EXERCISE GOAL: Switch every "hillside" in these records to "slope", leaving all else as it is.

Object location annotation records:
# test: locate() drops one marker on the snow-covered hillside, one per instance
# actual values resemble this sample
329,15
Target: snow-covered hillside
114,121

FULL ANSWER:
# test: locate() drops one marker on the snow-covered slope, one per instance
# actual values resemble this sample
329,15
Target: snow-covered slope
114,121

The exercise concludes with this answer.